* [AIM OF THE EXERCISE] This exercise calls for every record to be returned exactly, with pictures removed.

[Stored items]
-=-=-=-=-
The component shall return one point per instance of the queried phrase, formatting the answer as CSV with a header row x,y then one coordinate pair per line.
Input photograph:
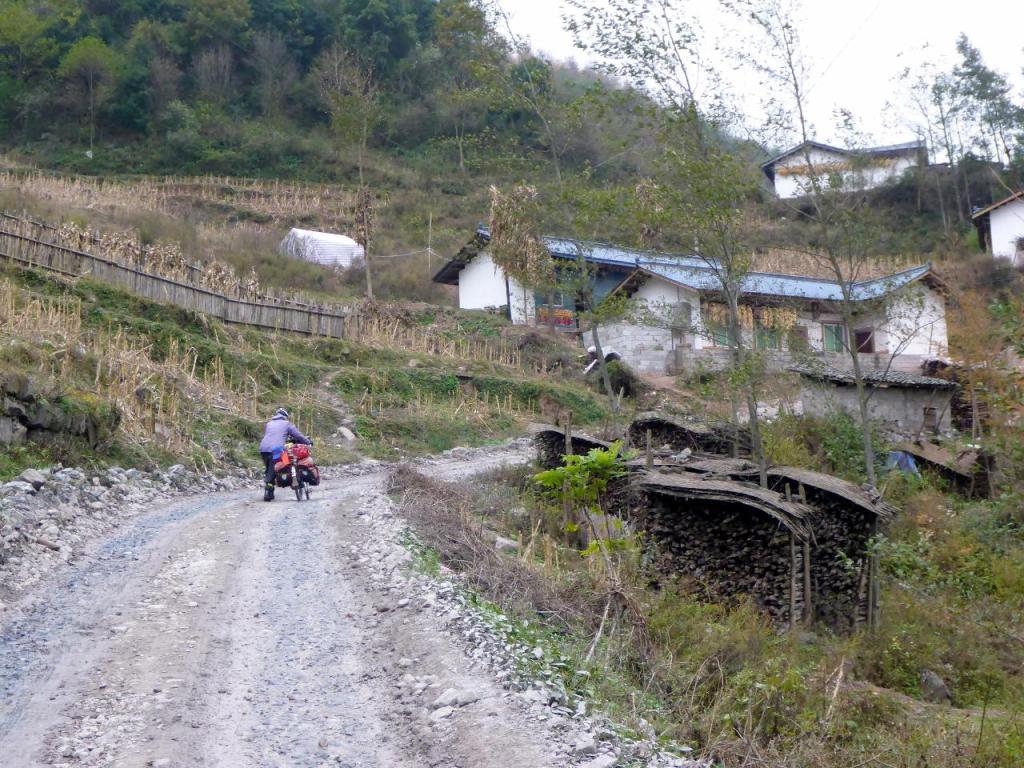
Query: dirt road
x,y
221,631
-=-=-=-=-
* [ANSWER TO THIS PROBLEM]
The component shall return one point per instance of the queried phrase, formatting the answer as CSV with a header row x,y then one coordinate pair per line.
Input photograph:
Query: dirt road
x,y
221,631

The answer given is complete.